*Untersuchter Text*:
____________________

Längst sind die Auswirkungen auch in Deutschland zu spüren. Wackelige Banken, die beim großen Zockerspiel mitdilettiert haben, müssen mit Milliarden an Steuergeldern gestützt werden. Klamme anglo-amerikanische Finanzinvestoren melken ihre deutschen Kühe - ProSiebenSAT1, die Gagfah-Immobiliengruppe, den Herrenausstatter Boss. Auftrags- und Verkaufszahlen sinken, weil rezessionsgeplagte Amerikaner nicht mehr ihr Haus beleihen können, um einen BMW zu kaufen. Und die Dollar-Inflation läßt die Gewinne der Exporteure schmelzen wie Butter in der Sonne.

____________________

(Gespeicherte Einträge)

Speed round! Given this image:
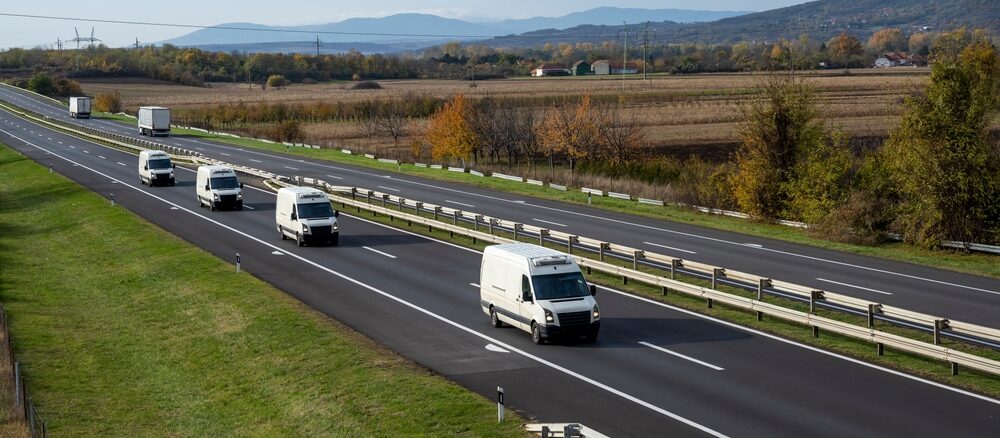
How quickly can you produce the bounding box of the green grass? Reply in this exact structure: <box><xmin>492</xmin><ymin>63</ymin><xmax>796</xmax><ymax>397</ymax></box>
<box><xmin>143</xmin><ymin>120</ymin><xmax>1000</xmax><ymax>278</ymax></box>
<box><xmin>0</xmin><ymin>142</ymin><xmax>524</xmax><ymax>436</ymax></box>
<box><xmin>332</xmin><ymin>198</ymin><xmax>1000</xmax><ymax>397</ymax></box>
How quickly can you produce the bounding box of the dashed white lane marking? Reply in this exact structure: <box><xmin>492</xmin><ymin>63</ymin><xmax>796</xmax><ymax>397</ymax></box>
<box><xmin>362</xmin><ymin>246</ymin><xmax>396</xmax><ymax>259</ymax></box>
<box><xmin>642</xmin><ymin>242</ymin><xmax>698</xmax><ymax>254</ymax></box>
<box><xmin>444</xmin><ymin>199</ymin><xmax>476</xmax><ymax>208</ymax></box>
<box><xmin>486</xmin><ymin>344</ymin><xmax>510</xmax><ymax>353</ymax></box>
<box><xmin>816</xmin><ymin>277</ymin><xmax>892</xmax><ymax>295</ymax></box>
<box><xmin>639</xmin><ymin>341</ymin><xmax>725</xmax><ymax>371</ymax></box>
<box><xmin>532</xmin><ymin>219</ymin><xmax>566</xmax><ymax>227</ymax></box>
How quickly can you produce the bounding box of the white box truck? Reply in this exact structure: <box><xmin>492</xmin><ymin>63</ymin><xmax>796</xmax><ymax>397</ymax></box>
<box><xmin>274</xmin><ymin>187</ymin><xmax>340</xmax><ymax>246</ymax></box>
<box><xmin>138</xmin><ymin>106</ymin><xmax>170</xmax><ymax>136</ymax></box>
<box><xmin>69</xmin><ymin>97</ymin><xmax>90</xmax><ymax>119</ymax></box>
<box><xmin>479</xmin><ymin>243</ymin><xmax>601</xmax><ymax>344</ymax></box>
<box><xmin>139</xmin><ymin>150</ymin><xmax>177</xmax><ymax>187</ymax></box>
<box><xmin>195</xmin><ymin>166</ymin><xmax>243</xmax><ymax>211</ymax></box>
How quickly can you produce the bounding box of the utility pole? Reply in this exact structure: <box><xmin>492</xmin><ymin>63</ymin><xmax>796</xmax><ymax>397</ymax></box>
<box><xmin>621</xmin><ymin>21</ymin><xmax>632</xmax><ymax>93</ymax></box>
<box><xmin>642</xmin><ymin>21</ymin><xmax>656</xmax><ymax>85</ymax></box>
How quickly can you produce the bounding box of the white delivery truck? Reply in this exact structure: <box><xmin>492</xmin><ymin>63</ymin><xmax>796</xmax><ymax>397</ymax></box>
<box><xmin>138</xmin><ymin>106</ymin><xmax>170</xmax><ymax>136</ymax></box>
<box><xmin>274</xmin><ymin>187</ymin><xmax>340</xmax><ymax>246</ymax></box>
<box><xmin>69</xmin><ymin>97</ymin><xmax>90</xmax><ymax>119</ymax></box>
<box><xmin>139</xmin><ymin>151</ymin><xmax>177</xmax><ymax>187</ymax></box>
<box><xmin>479</xmin><ymin>243</ymin><xmax>601</xmax><ymax>344</ymax></box>
<box><xmin>195</xmin><ymin>166</ymin><xmax>243</xmax><ymax>211</ymax></box>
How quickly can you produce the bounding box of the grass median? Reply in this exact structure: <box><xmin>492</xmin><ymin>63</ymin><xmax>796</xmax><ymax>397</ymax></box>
<box><xmin>95</xmin><ymin>114</ymin><xmax>1000</xmax><ymax>278</ymax></box>
<box><xmin>0</xmin><ymin>142</ymin><xmax>525</xmax><ymax>436</ymax></box>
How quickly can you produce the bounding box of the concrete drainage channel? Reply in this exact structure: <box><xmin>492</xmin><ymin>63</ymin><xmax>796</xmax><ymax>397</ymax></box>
<box><xmin>0</xmin><ymin>96</ymin><xmax>1000</xmax><ymax>375</ymax></box>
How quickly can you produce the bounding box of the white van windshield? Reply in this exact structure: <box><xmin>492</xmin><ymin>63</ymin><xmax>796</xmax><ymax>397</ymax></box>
<box><xmin>299</xmin><ymin>202</ymin><xmax>333</xmax><ymax>219</ymax></box>
<box><xmin>531</xmin><ymin>272</ymin><xmax>590</xmax><ymax>300</ymax></box>
<box><xmin>148</xmin><ymin>158</ymin><xmax>170</xmax><ymax>169</ymax></box>
<box><xmin>210</xmin><ymin>176</ymin><xmax>240</xmax><ymax>189</ymax></box>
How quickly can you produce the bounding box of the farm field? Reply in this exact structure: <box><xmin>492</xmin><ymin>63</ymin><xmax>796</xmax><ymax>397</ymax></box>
<box><xmin>81</xmin><ymin>68</ymin><xmax>929</xmax><ymax>161</ymax></box>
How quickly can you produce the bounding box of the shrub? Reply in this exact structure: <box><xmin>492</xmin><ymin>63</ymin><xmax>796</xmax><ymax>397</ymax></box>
<box><xmin>351</xmin><ymin>81</ymin><xmax>382</xmax><ymax>90</ymax></box>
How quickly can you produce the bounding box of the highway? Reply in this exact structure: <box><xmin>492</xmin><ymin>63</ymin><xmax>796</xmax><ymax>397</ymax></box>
<box><xmin>0</xmin><ymin>98</ymin><xmax>1000</xmax><ymax>437</ymax></box>
<box><xmin>0</xmin><ymin>86</ymin><xmax>1000</xmax><ymax>327</ymax></box>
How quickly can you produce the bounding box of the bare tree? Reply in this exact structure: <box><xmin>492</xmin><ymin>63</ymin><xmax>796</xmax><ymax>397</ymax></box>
<box><xmin>597</xmin><ymin>106</ymin><xmax>644</xmax><ymax>164</ymax></box>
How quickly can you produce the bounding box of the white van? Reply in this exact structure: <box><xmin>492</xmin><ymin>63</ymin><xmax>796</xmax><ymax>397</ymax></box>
<box><xmin>195</xmin><ymin>166</ymin><xmax>243</xmax><ymax>211</ymax></box>
<box><xmin>274</xmin><ymin>187</ymin><xmax>340</xmax><ymax>246</ymax></box>
<box><xmin>139</xmin><ymin>151</ymin><xmax>177</xmax><ymax>187</ymax></box>
<box><xmin>479</xmin><ymin>243</ymin><xmax>601</xmax><ymax>344</ymax></box>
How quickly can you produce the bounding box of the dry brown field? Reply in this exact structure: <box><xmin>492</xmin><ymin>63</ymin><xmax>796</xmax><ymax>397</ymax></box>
<box><xmin>81</xmin><ymin>68</ymin><xmax>929</xmax><ymax>159</ymax></box>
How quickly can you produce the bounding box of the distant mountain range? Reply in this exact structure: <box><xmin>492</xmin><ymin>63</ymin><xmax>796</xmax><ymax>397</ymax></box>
<box><xmin>490</xmin><ymin>0</ymin><xmax>1000</xmax><ymax>47</ymax></box>
<box><xmin>162</xmin><ymin>7</ymin><xmax>747</xmax><ymax>50</ymax></box>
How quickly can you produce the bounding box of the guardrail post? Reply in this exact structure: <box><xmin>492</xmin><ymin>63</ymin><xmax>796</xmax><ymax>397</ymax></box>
<box><xmin>632</xmin><ymin>249</ymin><xmax>646</xmax><ymax>271</ymax></box>
<box><xmin>757</xmin><ymin>278</ymin><xmax>771</xmax><ymax>321</ymax></box>
<box><xmin>709</xmin><ymin>268</ymin><xmax>726</xmax><ymax>290</ymax></box>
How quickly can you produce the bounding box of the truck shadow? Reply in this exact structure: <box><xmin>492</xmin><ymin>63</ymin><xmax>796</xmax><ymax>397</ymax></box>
<box><xmin>555</xmin><ymin>318</ymin><xmax>753</xmax><ymax>348</ymax></box>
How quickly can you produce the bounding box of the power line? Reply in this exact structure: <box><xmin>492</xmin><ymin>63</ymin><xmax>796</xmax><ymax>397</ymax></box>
<box><xmin>0</xmin><ymin>12</ymin><xmax>656</xmax><ymax>40</ymax></box>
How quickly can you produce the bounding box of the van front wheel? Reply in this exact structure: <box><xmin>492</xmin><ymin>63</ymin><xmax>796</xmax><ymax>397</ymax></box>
<box><xmin>531</xmin><ymin>322</ymin><xmax>545</xmax><ymax>345</ymax></box>
<box><xmin>490</xmin><ymin>306</ymin><xmax>503</xmax><ymax>328</ymax></box>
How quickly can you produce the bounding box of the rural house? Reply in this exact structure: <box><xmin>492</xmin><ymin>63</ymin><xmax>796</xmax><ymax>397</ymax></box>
<box><xmin>572</xmin><ymin>61</ymin><xmax>594</xmax><ymax>76</ymax></box>
<box><xmin>590</xmin><ymin>59</ymin><xmax>611</xmax><ymax>75</ymax></box>
<box><xmin>531</xmin><ymin>64</ymin><xmax>570</xmax><ymax>76</ymax></box>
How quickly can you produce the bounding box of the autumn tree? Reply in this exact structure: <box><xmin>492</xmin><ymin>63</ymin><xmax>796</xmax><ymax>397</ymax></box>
<box><xmin>94</xmin><ymin>90</ymin><xmax>122</xmax><ymax>113</ymax></box>
<box><xmin>826</xmin><ymin>32</ymin><xmax>864</xmax><ymax>68</ymax></box>
<box><xmin>732</xmin><ymin>74</ymin><xmax>823</xmax><ymax>218</ymax></box>
<box><xmin>886</xmin><ymin>29</ymin><xmax>1000</xmax><ymax>247</ymax></box>
<box><xmin>867</xmin><ymin>27</ymin><xmax>907</xmax><ymax>54</ymax></box>
<box><xmin>538</xmin><ymin>96</ymin><xmax>601</xmax><ymax>172</ymax></box>
<box><xmin>427</xmin><ymin>94</ymin><xmax>477</xmax><ymax>164</ymax></box>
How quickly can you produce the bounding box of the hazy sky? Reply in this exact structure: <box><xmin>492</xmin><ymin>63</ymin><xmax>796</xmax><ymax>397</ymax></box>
<box><xmin>0</xmin><ymin>0</ymin><xmax>803</xmax><ymax>48</ymax></box>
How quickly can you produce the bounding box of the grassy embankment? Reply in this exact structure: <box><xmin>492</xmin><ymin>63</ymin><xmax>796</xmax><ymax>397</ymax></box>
<box><xmin>97</xmin><ymin>111</ymin><xmax>1000</xmax><ymax>278</ymax></box>
<box><xmin>0</xmin><ymin>142</ymin><xmax>524</xmax><ymax>436</ymax></box>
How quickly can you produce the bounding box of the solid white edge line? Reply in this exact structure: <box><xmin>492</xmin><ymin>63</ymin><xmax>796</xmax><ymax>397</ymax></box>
<box><xmin>362</xmin><ymin>246</ymin><xmax>397</xmax><ymax>259</ymax></box>
<box><xmin>816</xmin><ymin>277</ymin><xmax>892</xmax><ymax>295</ymax></box>
<box><xmin>642</xmin><ymin>242</ymin><xmax>698</xmax><ymax>254</ymax></box>
<box><xmin>0</xmin><ymin>129</ymin><xmax>727</xmax><ymax>438</ymax></box>
<box><xmin>0</xmin><ymin>105</ymin><xmax>1000</xmax><ymax>404</ymax></box>
<box><xmin>639</xmin><ymin>341</ymin><xmax>726</xmax><ymax>371</ymax></box>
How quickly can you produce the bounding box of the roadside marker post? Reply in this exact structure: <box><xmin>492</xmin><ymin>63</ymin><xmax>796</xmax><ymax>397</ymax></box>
<box><xmin>497</xmin><ymin>386</ymin><xmax>504</xmax><ymax>423</ymax></box>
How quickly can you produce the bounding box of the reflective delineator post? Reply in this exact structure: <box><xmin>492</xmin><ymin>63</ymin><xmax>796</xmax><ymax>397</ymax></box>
<box><xmin>497</xmin><ymin>386</ymin><xmax>504</xmax><ymax>423</ymax></box>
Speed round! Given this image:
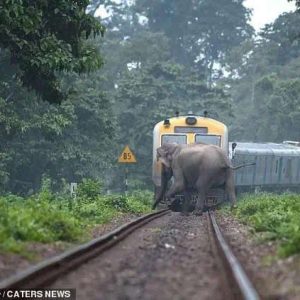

____________________

*Aufgabe A*:
Gib aus dem Text über die Auswirkungen auf Deutschland den Abschnitt von „Längst sind die“ bis einschließlich „in der Sonne.“ wortgetreu wieder.
*Aufgabe B*:
Womit müssen laut dem Text über die Auswirkungen auf Deutschland die wackeligen Banken gestützt werden?
*Aufgabe C*:
Wie könnte der Text über die Auswirkungen auf Deutschland nach seinem letzten Satz weitergehen? Schreib die Fortsetzung.

*Lösung A*:
Längst sind die Auswirkungen auch in Deutschland zu spüren. Wackelige Banken, die beim großen Zockerspiel mitdilettiert haben, müssen mit Milliarden an Steuergeldern gestützt werden. Klamme anglo-amerikanische Finanzinvestoren melken ihre deutschen Kühe - ProSiebenSAT1, die Gagfah-Immobiliengruppe, den Herrenausstatter Boss. Auftrags- und Verkaufszahlen sinken, weil rezessionsgeplagte Amerikaner nicht mehr ihr Haus beleihen können, um einen BMW zu kaufen. Und die Dollar-Inflation läßt die Gewinne der Exporteure schmelzen wie Butter in der Sonne.

*Lösung B*:
Mit Milliarden an Steuergeldern.

*Lösung C*:
Die Beteuerungen, Deutschland werde die Krise schon nicht so schlimm treffen, weil die deutsche Wirtschaft vergleichsweise "gut aufgestellt" sei, können vor diesem Hintergrund kaum beruhigen. Das mittelständische Rückgrat unserer Volkswirtschaft ist nicht wegen, sondern trotz der nationalen politischen Rahmenbedingungen noch vergleichsweise stabil. Die Umverteiler, die rot-grünen wie die schwarz-roten, ruhen sich noch immer auf dem Lorbeer des "Exportweltmeisters" aus. Weil das Auslandsgeschäft gut läuft, langt man im Inland mit fiskalischen und gesetzlichen Schikanen zu. Bereits die ersten Auswirkungen der globalen Finanzkrise lassen spüren, wie schnell dieses Konto überzogen ist.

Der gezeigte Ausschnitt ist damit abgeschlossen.